:: Exercise prompt ::
Copy out everything from the line containing "class=golden sky | pipe bbox" down to the line containing "[0,513,1270,750]", renaming "lake water" to "lake surface" and leaving everything else unchanged.

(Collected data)
####
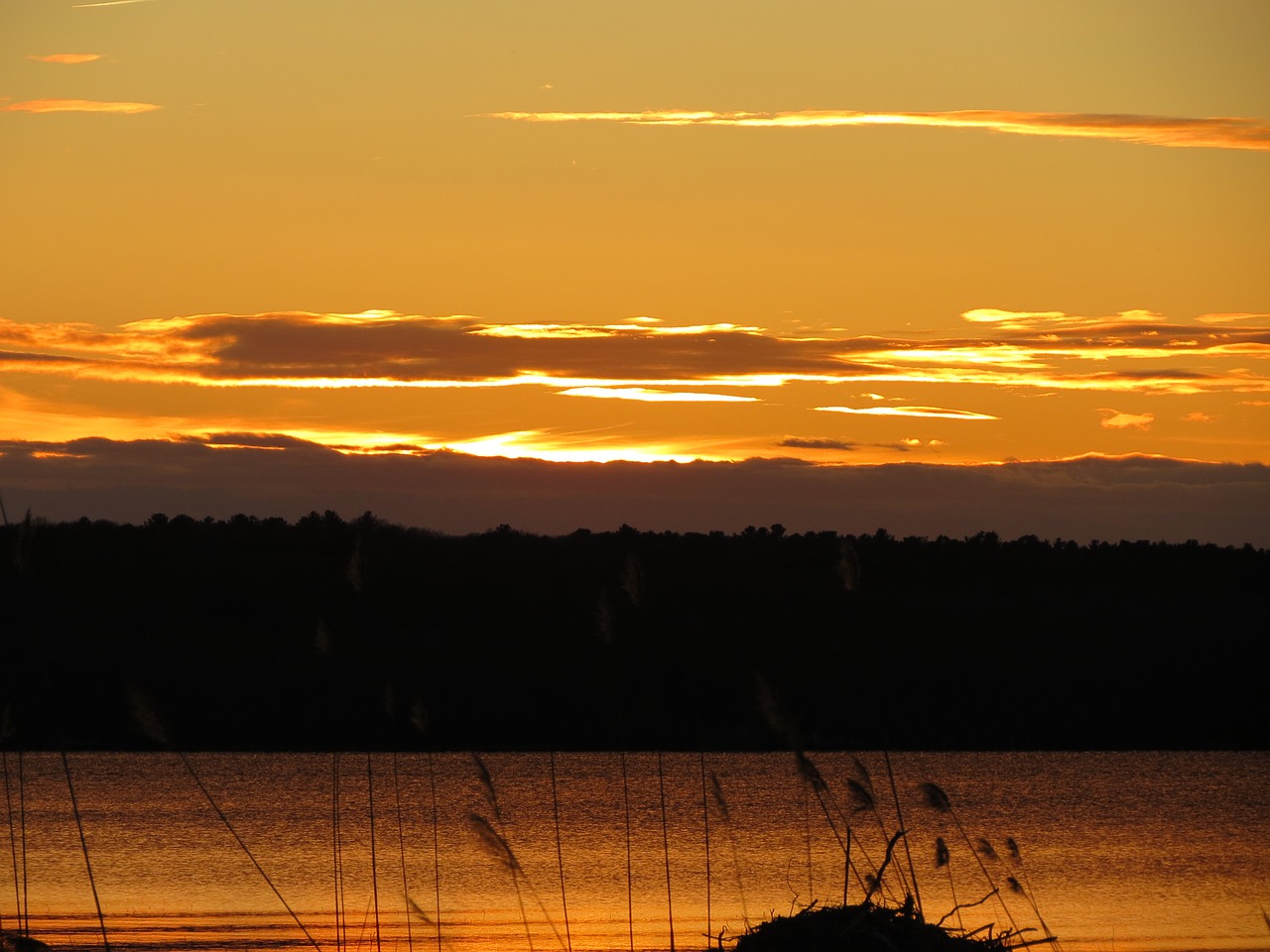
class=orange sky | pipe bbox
[0,0,1270,537]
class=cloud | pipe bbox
[1098,408,1156,430]
[560,387,758,404]
[0,99,163,115]
[27,54,101,66]
[0,432,1270,545]
[776,436,860,452]
[816,407,1001,420]
[0,309,1270,396]
[479,109,1270,150]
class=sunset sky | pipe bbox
[0,0,1270,544]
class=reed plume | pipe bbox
[1006,837,1054,939]
[935,837,965,932]
[552,752,572,952]
[468,767,566,952]
[700,750,713,952]
[917,780,1019,933]
[467,812,534,952]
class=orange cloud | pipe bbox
[480,109,1270,150]
[0,99,163,115]
[0,311,1270,398]
[27,54,101,66]
[1099,409,1156,430]
[816,407,1001,420]
[560,387,758,404]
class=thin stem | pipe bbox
[698,750,713,942]
[330,752,348,952]
[366,753,384,949]
[393,752,414,952]
[657,750,675,952]
[18,750,31,935]
[0,750,23,932]
[63,750,110,952]
[552,750,572,952]
[428,750,441,952]
[621,752,635,952]
[881,750,925,919]
[180,750,321,952]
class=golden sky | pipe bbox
[0,0,1270,537]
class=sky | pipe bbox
[0,0,1270,544]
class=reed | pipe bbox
[393,752,414,952]
[0,750,27,934]
[710,772,749,944]
[621,750,635,952]
[330,753,348,952]
[917,780,1019,933]
[366,753,384,951]
[657,750,675,952]
[698,750,713,942]
[468,753,566,952]
[467,813,534,952]
[550,750,572,952]
[179,750,321,952]
[428,750,441,952]
[63,750,110,952]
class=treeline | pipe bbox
[0,512,1270,750]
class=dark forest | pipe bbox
[0,512,1270,750]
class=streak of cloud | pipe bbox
[816,407,1001,420]
[776,436,860,452]
[560,387,758,404]
[27,54,101,66]
[71,0,151,10]
[0,99,163,115]
[0,311,1270,398]
[0,434,1270,545]
[1101,408,1156,430]
[479,109,1270,151]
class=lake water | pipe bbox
[0,753,1270,952]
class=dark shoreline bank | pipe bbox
[0,513,1270,750]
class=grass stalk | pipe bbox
[550,750,572,952]
[0,750,27,935]
[698,750,713,942]
[657,750,675,952]
[63,750,110,952]
[467,813,534,952]
[393,752,414,952]
[428,750,441,952]
[710,774,749,930]
[330,753,348,952]
[621,750,635,952]
[883,750,926,921]
[366,753,384,952]
[179,750,321,952]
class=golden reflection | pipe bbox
[475,109,1270,150]
[560,387,758,404]
[0,99,163,115]
[816,407,1001,420]
[27,54,101,66]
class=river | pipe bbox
[0,752,1270,952]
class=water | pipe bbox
[0,753,1270,952]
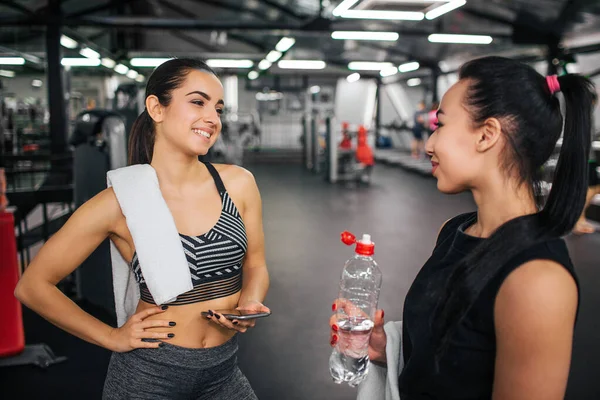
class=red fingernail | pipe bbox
[331,335,338,346]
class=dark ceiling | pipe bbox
[0,0,600,79]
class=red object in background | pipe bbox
[356,125,375,166]
[0,211,25,357]
[340,122,352,150]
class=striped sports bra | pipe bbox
[131,163,248,306]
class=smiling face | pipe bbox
[425,81,486,193]
[147,70,224,156]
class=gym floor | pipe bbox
[0,165,600,400]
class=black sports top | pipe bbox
[131,163,248,306]
[399,213,577,400]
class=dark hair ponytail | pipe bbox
[128,109,154,165]
[128,58,217,165]
[431,57,594,361]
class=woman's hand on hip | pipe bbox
[109,306,175,353]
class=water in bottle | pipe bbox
[329,232,381,386]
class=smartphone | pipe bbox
[201,310,271,320]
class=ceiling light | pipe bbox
[114,64,129,75]
[277,60,327,69]
[100,58,117,69]
[340,10,425,21]
[428,33,493,44]
[379,66,398,77]
[206,59,254,68]
[0,57,25,65]
[425,0,467,19]
[275,37,296,53]
[331,31,400,42]
[348,61,394,71]
[265,50,282,63]
[332,0,358,17]
[60,57,100,67]
[258,60,273,71]
[0,69,15,78]
[129,57,171,68]
[79,47,100,58]
[398,61,420,72]
[60,35,78,49]
[346,72,360,83]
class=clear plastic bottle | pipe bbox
[329,232,381,386]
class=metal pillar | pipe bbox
[303,114,313,171]
[310,113,321,174]
[326,117,338,183]
[375,79,383,147]
[46,0,67,154]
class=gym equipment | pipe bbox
[71,110,127,315]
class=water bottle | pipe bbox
[329,232,381,386]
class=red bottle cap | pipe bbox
[342,231,375,256]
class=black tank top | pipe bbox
[399,213,577,400]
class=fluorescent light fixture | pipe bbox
[379,66,398,77]
[340,10,425,21]
[255,92,283,101]
[346,72,360,83]
[332,0,358,17]
[428,33,493,44]
[206,58,254,68]
[79,47,100,58]
[277,60,327,69]
[60,57,100,67]
[129,57,170,68]
[114,64,129,75]
[258,60,273,71]
[0,69,15,78]
[331,31,400,42]
[60,35,78,49]
[265,50,282,63]
[100,58,117,69]
[348,61,394,71]
[425,0,467,19]
[275,37,296,53]
[0,57,25,65]
[398,61,420,72]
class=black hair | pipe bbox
[431,57,594,362]
[128,58,217,165]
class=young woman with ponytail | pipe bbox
[331,57,594,400]
[15,59,269,400]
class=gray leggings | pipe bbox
[102,336,257,400]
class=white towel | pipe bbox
[106,164,193,326]
[356,321,404,400]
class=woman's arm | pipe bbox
[493,260,578,400]
[15,189,168,351]
[238,171,269,307]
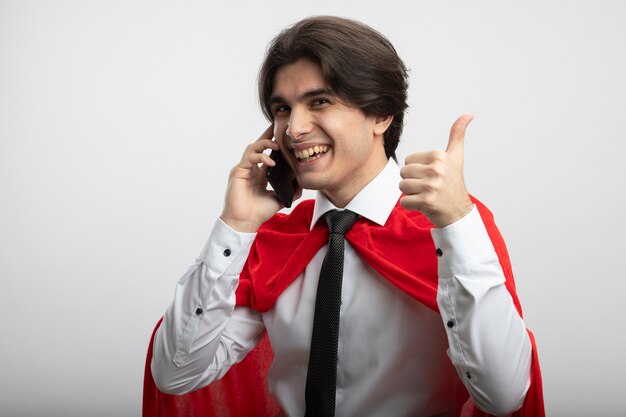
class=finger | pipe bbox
[400,164,433,179]
[446,113,474,154]
[257,124,274,140]
[398,178,432,195]
[404,150,446,165]
[248,139,280,153]
[241,153,276,168]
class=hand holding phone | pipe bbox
[266,150,298,208]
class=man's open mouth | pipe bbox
[294,145,328,162]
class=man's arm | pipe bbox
[152,220,264,394]
[400,114,531,415]
[152,126,282,394]
[431,207,532,415]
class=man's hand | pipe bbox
[220,126,292,232]
[400,113,474,227]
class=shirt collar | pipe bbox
[310,158,402,229]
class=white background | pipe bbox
[0,0,626,416]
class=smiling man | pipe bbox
[144,17,543,416]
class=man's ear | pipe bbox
[374,115,393,136]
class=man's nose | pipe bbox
[286,108,313,141]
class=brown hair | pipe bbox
[259,16,408,159]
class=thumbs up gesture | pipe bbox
[400,113,474,227]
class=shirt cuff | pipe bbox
[430,205,497,276]
[198,218,256,275]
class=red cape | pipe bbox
[143,199,545,417]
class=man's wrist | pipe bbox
[220,214,261,233]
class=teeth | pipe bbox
[294,145,328,161]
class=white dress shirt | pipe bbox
[152,160,532,417]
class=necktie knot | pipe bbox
[325,210,359,235]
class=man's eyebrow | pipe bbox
[268,88,333,105]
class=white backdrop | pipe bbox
[0,0,626,417]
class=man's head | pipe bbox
[259,16,408,159]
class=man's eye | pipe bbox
[313,98,328,106]
[273,105,289,116]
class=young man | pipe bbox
[145,17,543,416]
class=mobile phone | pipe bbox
[266,150,298,208]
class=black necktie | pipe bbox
[305,210,358,417]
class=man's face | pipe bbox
[270,59,390,207]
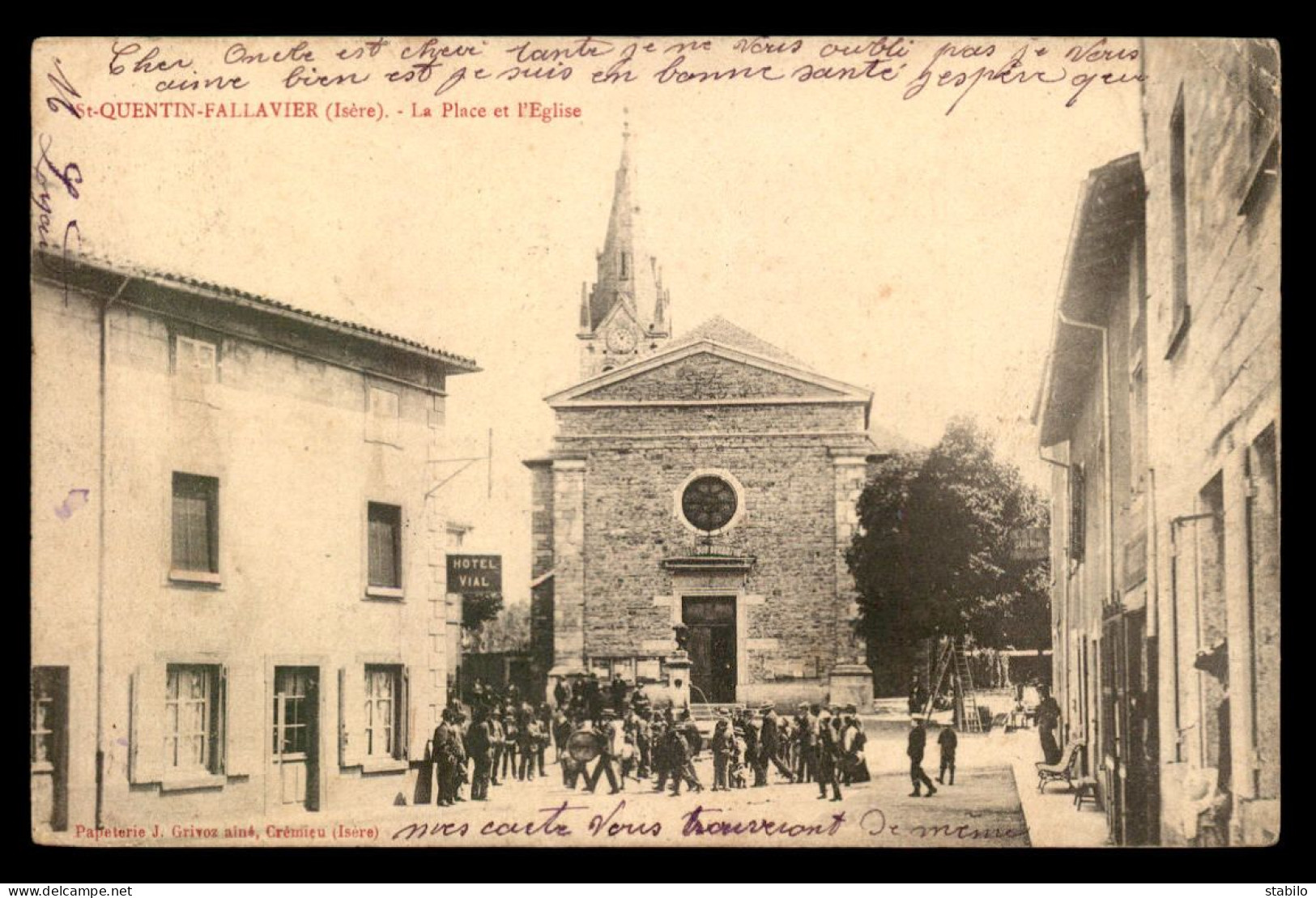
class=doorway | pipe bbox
[680,595,735,703]
[270,667,320,811]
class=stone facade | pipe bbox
[1041,40,1280,845]
[526,134,880,702]
[32,246,475,831]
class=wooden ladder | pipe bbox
[950,640,983,732]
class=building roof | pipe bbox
[1033,153,1146,446]
[33,250,480,374]
[665,315,812,370]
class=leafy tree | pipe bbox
[846,419,1050,692]
[467,602,530,652]
[462,593,503,633]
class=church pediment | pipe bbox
[547,340,871,406]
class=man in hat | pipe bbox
[433,709,461,807]
[585,709,625,795]
[487,704,504,786]
[909,675,928,717]
[1192,641,1233,847]
[937,723,960,786]
[819,711,841,802]
[905,717,937,798]
[758,702,795,782]
[466,707,493,802]
[795,702,819,782]
[1034,686,1061,764]
[713,709,732,791]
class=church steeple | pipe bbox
[579,114,671,377]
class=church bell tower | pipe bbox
[577,124,671,379]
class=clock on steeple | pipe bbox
[577,117,671,378]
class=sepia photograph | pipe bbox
[29,36,1291,848]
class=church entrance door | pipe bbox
[680,595,735,702]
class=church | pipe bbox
[525,127,907,704]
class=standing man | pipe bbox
[488,704,504,786]
[819,709,841,802]
[713,711,732,791]
[433,709,457,807]
[909,675,928,717]
[612,675,627,717]
[1036,686,1061,764]
[466,709,493,802]
[937,727,960,786]
[795,702,819,782]
[760,702,795,782]
[743,709,767,787]
[585,709,625,795]
[905,717,937,798]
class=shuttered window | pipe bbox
[174,471,219,572]
[366,665,402,757]
[1070,465,1087,561]
[368,502,402,589]
[164,664,221,774]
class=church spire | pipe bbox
[590,121,666,333]
[579,115,671,377]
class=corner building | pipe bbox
[525,133,893,703]
[30,252,479,844]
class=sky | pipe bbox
[33,38,1141,602]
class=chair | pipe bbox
[1037,738,1086,791]
[1074,777,1097,810]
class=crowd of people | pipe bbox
[428,675,870,807]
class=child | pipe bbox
[729,727,749,789]
[937,726,960,786]
[713,717,732,791]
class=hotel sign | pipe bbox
[1009,526,1051,562]
[448,555,503,598]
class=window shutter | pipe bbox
[339,665,366,768]
[223,665,265,777]
[398,666,425,761]
[128,664,164,784]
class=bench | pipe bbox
[1037,738,1084,791]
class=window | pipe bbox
[1165,88,1188,358]
[170,471,219,583]
[364,664,402,760]
[675,469,745,537]
[366,385,402,445]
[1244,38,1280,160]
[174,334,219,383]
[1070,465,1087,561]
[30,669,57,772]
[164,664,223,776]
[367,502,402,591]
[271,667,316,755]
[1238,38,1280,219]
####
:: Written answer ::
class=golden sky | pipe bbox
[0,0,1270,537]
class=sky | pipe bbox
[0,0,1270,544]
class=reed | pipe bbox
[393,752,414,952]
[0,750,27,934]
[710,772,749,944]
[621,750,635,952]
[330,753,348,952]
[917,780,1019,933]
[366,753,384,951]
[657,750,675,952]
[698,750,713,942]
[468,753,566,952]
[467,813,534,952]
[550,750,572,952]
[179,750,321,952]
[428,750,441,952]
[63,750,110,952]
class=treeline | pipe bbox
[0,512,1270,750]
class=dark forest | pipe bbox
[0,512,1270,750]
class=streak of cloud | pipe bbox
[816,407,1001,420]
[776,436,860,452]
[560,387,758,404]
[27,54,101,66]
[71,0,151,10]
[0,99,163,115]
[0,311,1270,398]
[0,434,1270,545]
[1101,408,1156,430]
[479,109,1270,151]
class=lake surface | pipe bbox
[0,753,1270,952]
class=dark shoreline bank | pipe bbox
[0,513,1270,750]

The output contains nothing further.